━━━ TEXTTEIL
Auch um die wilden Gerüchte über die gesetzlosen, primitiven, wilden Kinder, die ohne jede Manieren tun was sie wollen, zu bekämpfen, veröffentlichte Neill 1937 That Dreadful School (1950 als erstes Buch auch deutsch unter dem Titel Selbstverwaltung in der Schule), seine meistbeachtete Veröffentlichung vor Theorie und Praxis. Seine wesentlichen Passagen wurden später in Theorie und Praxis der antiautoritären Erziehung übernommen.

Dieses Buch zeigt, wie Neills eher frei gehaltenen Reden ähnelnden und deshalb leicht und angenehm zu lesenden Bücher offenbar direkt vom Kopf in die Maschine geschrieben wurden: Das Unterrichtskapitel besteht weitestgehend aus Abschweifungen zu anderen Themen, was Neill am Kapitelende selbst anmerkte - und dann das Kapitel unverändert unter der völlig unzutreffenden Überschrift zum Druck gab. Dies dürfte auch ein Grund für die häufig ungenauen Darstellungen sein. Beim Erscheinen seines Kinderbuch A Dominies Five im Jahr 1924 bezeichnete die Zeitung The Teacher Neill als den populärsten zeitgenössischen pädagogischen Autor. Seit den 30er Jahren wurde Neill nicht nur in England, sondern auch im Ausland bekannt und unternahm sehr erfolgreiche Vortragsreisen ins Ausland, wo auch Übersetzungen seiner Bücher erschienen.
━━━━━━
━━━ DATENTEIL
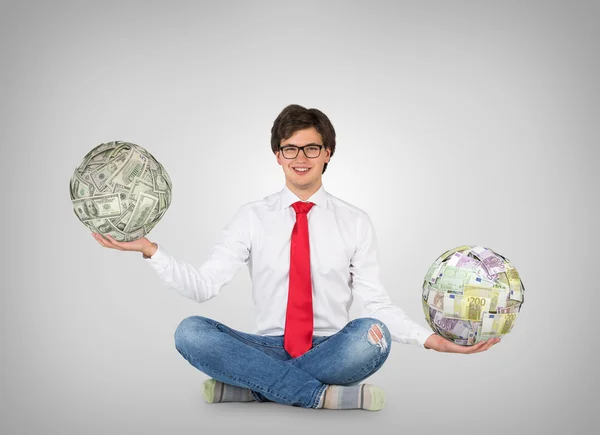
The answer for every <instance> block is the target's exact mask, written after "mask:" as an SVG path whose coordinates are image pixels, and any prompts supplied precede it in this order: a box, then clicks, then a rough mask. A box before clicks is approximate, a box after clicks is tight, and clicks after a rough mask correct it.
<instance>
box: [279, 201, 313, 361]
mask: <svg viewBox="0 0 600 435" xmlns="http://www.w3.org/2000/svg"><path fill="white" fill-rule="evenodd" d="M313 205H314V203H312V202H303V201H298V202H295V203H294V204H292V207H293V208H294V210H295V211H296V223H295V224H294V229H293V230H292V241H291V244H290V283H289V290H288V303H287V311H286V316H285V332H284V339H283V347H284V348H285V350H286V351H287V352H288V353H289V354H290V355H291V356H292V358H296V357H299V356H300V355H302V354H303V353H305V352H307V351H308V350H309V349H310V348H311V347H312V335H313V310H312V286H311V283H310V246H309V243H308V216H307V214H308V212H309V210H310V209H311V208H312V206H313Z"/></svg>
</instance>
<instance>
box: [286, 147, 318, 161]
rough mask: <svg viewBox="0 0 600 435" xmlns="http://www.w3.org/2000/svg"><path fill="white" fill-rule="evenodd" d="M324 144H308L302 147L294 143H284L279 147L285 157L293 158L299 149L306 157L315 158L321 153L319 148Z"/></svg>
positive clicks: (296, 155) (315, 158)
mask: <svg viewBox="0 0 600 435" xmlns="http://www.w3.org/2000/svg"><path fill="white" fill-rule="evenodd" d="M324 147H325V145H317V144H310V145H304V146H303V147H297V146H296V145H286V146H284V147H280V148H279V149H280V150H281V154H283V157H285V158H286V159H295V158H296V157H297V156H298V153H299V152H300V150H302V152H303V153H304V155H305V156H306V157H308V158H309V159H316V158H317V157H319V156H320V155H321V148H324Z"/></svg>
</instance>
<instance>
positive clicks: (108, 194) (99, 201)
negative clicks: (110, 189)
mask: <svg viewBox="0 0 600 435" xmlns="http://www.w3.org/2000/svg"><path fill="white" fill-rule="evenodd" d="M73 210H74V211H75V214H76V215H77V217H78V218H79V220H81V221H82V222H85V221H88V220H94V219H100V218H111V217H116V216H120V215H121V212H122V208H121V201H120V200H119V195H118V194H116V193H109V194H107V195H98V196H92V197H89V198H81V199H75V200H73Z"/></svg>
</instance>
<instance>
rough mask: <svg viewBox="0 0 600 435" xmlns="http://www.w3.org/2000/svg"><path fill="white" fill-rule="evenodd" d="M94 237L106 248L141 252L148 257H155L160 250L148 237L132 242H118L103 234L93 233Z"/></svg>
mask: <svg viewBox="0 0 600 435" xmlns="http://www.w3.org/2000/svg"><path fill="white" fill-rule="evenodd" d="M92 236H93V237H94V239H96V241H97V242H98V243H100V244H101V245H102V246H104V247H105V248H112V249H118V250H119V251H135V252H141V253H142V254H144V255H145V256H146V257H151V256H153V255H154V253H155V252H156V250H157V249H158V248H157V246H156V244H154V243H152V242H151V241H150V240H148V239H147V238H146V237H141V238H139V239H136V240H132V241H131V242H118V241H116V240H115V239H113V238H112V237H111V236H109V235H108V234H107V235H105V236H103V235H102V234H98V233H92Z"/></svg>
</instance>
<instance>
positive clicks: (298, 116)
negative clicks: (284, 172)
mask: <svg viewBox="0 0 600 435" xmlns="http://www.w3.org/2000/svg"><path fill="white" fill-rule="evenodd" d="M310 127H315V129H316V130H317V132H319V134H320V135H321V137H322V138H323V145H325V149H329V153H330V154H329V156H330V157H333V153H334V152H335V129H334V128H333V125H332V124H331V121H329V118H328V117H327V115H325V114H324V113H323V112H321V111H320V110H318V109H307V108H306V107H302V106H299V105H298V104H290V105H289V106H287V107H286V108H285V109H283V110H282V111H281V113H280V114H279V115H278V116H277V118H276V119H275V122H274V123H273V127H272V128H271V150H272V151H273V154H276V153H277V151H279V146H280V144H281V141H282V140H286V139H288V138H290V137H292V135H293V134H294V133H295V132H297V131H298V130H304V129H305V128H310ZM326 169H327V163H325V165H324V166H323V172H321V174H324V173H325V170H326Z"/></svg>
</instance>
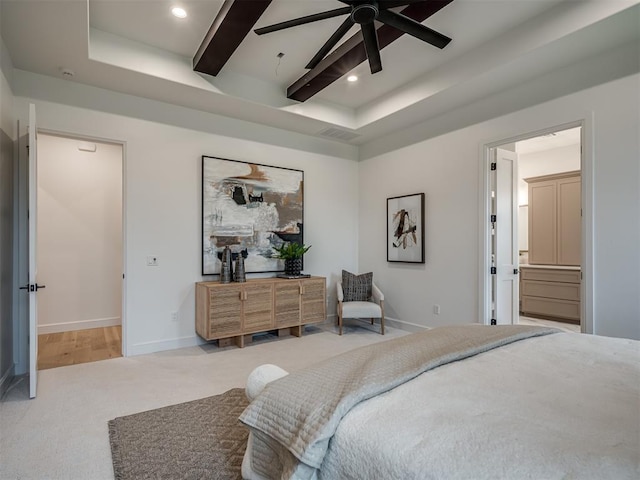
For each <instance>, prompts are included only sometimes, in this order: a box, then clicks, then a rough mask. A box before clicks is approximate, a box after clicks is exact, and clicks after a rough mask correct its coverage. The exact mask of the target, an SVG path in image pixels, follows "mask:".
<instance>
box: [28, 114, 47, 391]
mask: <svg viewBox="0 0 640 480" xmlns="http://www.w3.org/2000/svg"><path fill="white" fill-rule="evenodd" d="M37 141H38V136H37V127H36V106H35V105H34V104H30V105H29V284H28V285H27V289H28V291H29V396H30V397H31V398H35V396H36V388H37V384H38V302H37V299H36V295H37V293H38V289H39V288H44V285H38V277H37V274H38V268H37V263H36V260H37V259H36V239H37V231H36V230H37V226H38V213H37V207H38V170H37V169H38V145H37Z"/></svg>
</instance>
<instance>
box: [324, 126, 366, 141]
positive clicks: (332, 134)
mask: <svg viewBox="0 0 640 480" xmlns="http://www.w3.org/2000/svg"><path fill="white" fill-rule="evenodd" d="M318 135H320V136H322V137H328V138H333V139H334V140H344V141H345V142H349V141H351V140H353V139H355V138H358V137H359V136H360V135H358V134H357V133H355V132H352V131H350V130H343V129H342V128H336V127H329V128H325V129H324V130H321V131H319V132H318Z"/></svg>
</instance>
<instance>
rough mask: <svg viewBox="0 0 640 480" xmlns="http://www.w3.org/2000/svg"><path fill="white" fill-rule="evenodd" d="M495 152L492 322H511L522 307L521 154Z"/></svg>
mask: <svg viewBox="0 0 640 480" xmlns="http://www.w3.org/2000/svg"><path fill="white" fill-rule="evenodd" d="M493 152H494V158H493V163H494V164H495V169H494V168H493V167H492V174H494V175H492V182H491V183H492V191H493V192H494V193H493V195H492V200H493V201H492V212H493V215H495V217H494V218H492V232H493V233H492V273H493V272H495V273H494V274H493V275H492V279H493V281H492V290H493V294H492V303H493V305H492V307H493V308H492V310H493V311H492V323H495V324H498V325H509V324H517V323H518V310H519V308H518V302H519V298H518V287H519V284H518V254H519V252H518V229H517V225H518V202H517V198H516V195H517V192H518V189H517V186H518V185H517V182H518V172H517V158H518V155H517V154H516V153H515V152H510V151H508V150H502V149H500V148H496V149H494V150H493ZM493 269H495V270H493ZM493 320H495V322H494V321H493Z"/></svg>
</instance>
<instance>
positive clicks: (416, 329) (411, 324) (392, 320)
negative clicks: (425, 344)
mask: <svg viewBox="0 0 640 480" xmlns="http://www.w3.org/2000/svg"><path fill="white" fill-rule="evenodd" d="M384 325H385V327H386V326H389V327H393V328H397V329H400V330H404V331H405V332H411V333H416V332H424V331H425V330H429V329H430V328H431V327H427V326H426V325H418V324H417V323H411V322H406V321H404V320H399V319H397V318H389V317H384Z"/></svg>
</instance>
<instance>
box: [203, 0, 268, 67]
mask: <svg viewBox="0 0 640 480" xmlns="http://www.w3.org/2000/svg"><path fill="white" fill-rule="evenodd" d="M270 3H271V0H225V2H224V4H223V5H222V8H221V9H220V12H218V15H217V16H216V18H215V20H214V21H213V23H212V24H211V28H209V31H208V32H207V34H206V35H205V37H204V40H202V44H201V45H200V48H198V51H197V52H196V54H195V56H194V57H193V69H194V70H195V71H196V72H201V73H207V74H209V75H213V76H216V75H217V74H218V73H219V72H220V70H221V69H222V67H223V66H224V64H225V63H227V61H228V60H229V58H231V55H233V52H235V51H236V49H237V48H238V46H239V45H240V43H242V40H244V37H246V36H247V34H248V33H249V32H250V31H251V29H252V28H253V26H254V25H255V23H256V22H257V21H258V19H259V18H260V16H261V15H262V14H263V13H264V11H265V10H266V9H267V7H268V6H269V4H270Z"/></svg>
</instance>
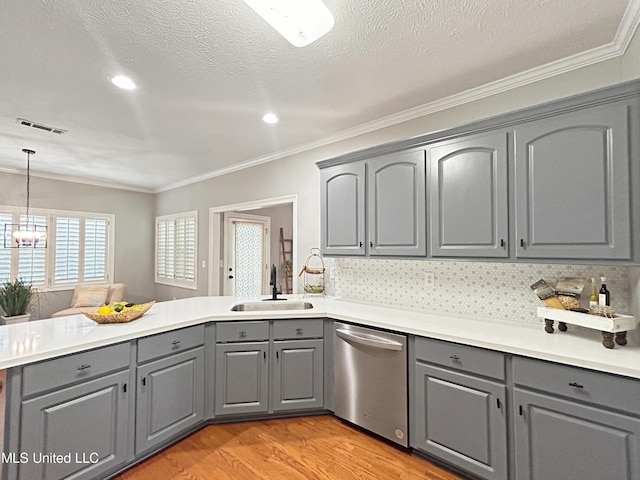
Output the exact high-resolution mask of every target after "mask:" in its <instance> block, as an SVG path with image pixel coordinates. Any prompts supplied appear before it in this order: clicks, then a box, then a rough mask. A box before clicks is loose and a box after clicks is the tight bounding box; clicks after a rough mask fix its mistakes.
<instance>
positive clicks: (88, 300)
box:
━━━━━━
AUFGABE: Geben Sie aus dem Textteil die Passage von „Dieses Buch zeigt, wie“ bis einschließlich „seiner Bücher erschienen.“ wortgetreu wieder.

DIE ANTWORT:
Dieses Buch zeigt, wie Neills eher frei gehaltenen Reden ähnelnden und deshalb leicht und angenehm zu lesenden Bücher offenbar direkt vom Kopf in die Maschine geschrieben wurden: Das Unterrichtskapitel besteht weitestgehend aus Abschweifungen zu anderen Themen, was Neill am Kapitelende selbst anmerkte - und dann das Kapitel unverändert unter der völlig unzutreffenden Überschrift zum Druck gab. Dies dürfte auch ein Grund für die häufig ungenauen Darstellungen sein. Beim Erscheinen seines Kinderbuch A Dominies Five im Jahr 1924 bezeichnete die Zeitung The Teacher Neill als den populärsten zeitgenössischen pädagogischen Autor. Seit den 30er Jahren wurde Neill nicht nur in England, sondern auch im Ausland bekannt und unternahm sehr erfolgreiche Vortragsreisen ins Ausland, wo auch Übersetzungen seiner Bücher erschienen.